• Records for processing:
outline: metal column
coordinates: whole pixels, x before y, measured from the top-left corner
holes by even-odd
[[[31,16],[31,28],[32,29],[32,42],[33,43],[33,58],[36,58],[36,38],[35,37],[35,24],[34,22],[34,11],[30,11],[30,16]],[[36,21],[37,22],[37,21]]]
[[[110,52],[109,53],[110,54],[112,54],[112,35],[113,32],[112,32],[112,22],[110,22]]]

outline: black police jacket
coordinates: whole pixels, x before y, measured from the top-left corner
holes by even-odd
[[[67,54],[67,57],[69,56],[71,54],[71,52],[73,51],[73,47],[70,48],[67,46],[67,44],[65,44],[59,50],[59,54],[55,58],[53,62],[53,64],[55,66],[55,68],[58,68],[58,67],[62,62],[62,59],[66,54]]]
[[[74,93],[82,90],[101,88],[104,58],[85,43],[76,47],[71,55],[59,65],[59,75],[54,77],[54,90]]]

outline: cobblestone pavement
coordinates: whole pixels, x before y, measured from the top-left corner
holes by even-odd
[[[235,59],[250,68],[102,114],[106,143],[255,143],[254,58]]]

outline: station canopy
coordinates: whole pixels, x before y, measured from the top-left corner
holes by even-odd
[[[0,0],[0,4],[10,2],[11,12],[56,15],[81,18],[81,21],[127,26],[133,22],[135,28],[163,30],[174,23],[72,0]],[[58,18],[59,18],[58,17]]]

• Task requirements: Retype the full listing above line for line, with nothing changed.

• Answer for this exercise:
outline: metal column
coordinates: whole pixels, x before y, measured from the top-left corner
holes by even-odd
[[[31,16],[31,28],[32,29],[32,42],[33,43],[33,58],[36,58],[36,38],[35,37],[35,24],[34,22],[34,11],[30,11],[30,16]],[[36,21],[37,22],[37,21]]]
[[[110,52],[109,53],[110,54],[112,54],[112,35],[113,32],[112,32],[112,22],[110,22]]]

outline: black police jacket
coordinates: whole pixels, x before y, measured from the top-left corner
holes by even-odd
[[[67,54],[67,57],[69,56],[71,54],[71,52],[73,51],[73,47],[70,48],[67,46],[67,44],[65,44],[59,50],[59,54],[55,58],[53,62],[53,64],[55,66],[55,68],[58,68],[58,67],[62,62],[62,59],[66,54]]]
[[[74,93],[82,90],[101,88],[104,58],[85,43],[76,47],[71,55],[59,65],[59,75],[54,77],[54,90]]]

outline: cobblestone pavement
coordinates: whole pixels, x before y, measured from the top-left corner
holes by even-odd
[[[235,59],[250,68],[102,114],[106,143],[255,143],[254,58]]]

outline: station canopy
coordinates: whole pixels, x before y, measured from the top-left corner
holes by even-odd
[[[0,0],[0,4],[10,2],[11,12],[56,15],[81,18],[81,21],[127,26],[133,22],[135,28],[163,30],[174,23],[72,0]],[[58,18],[59,18],[58,17]]]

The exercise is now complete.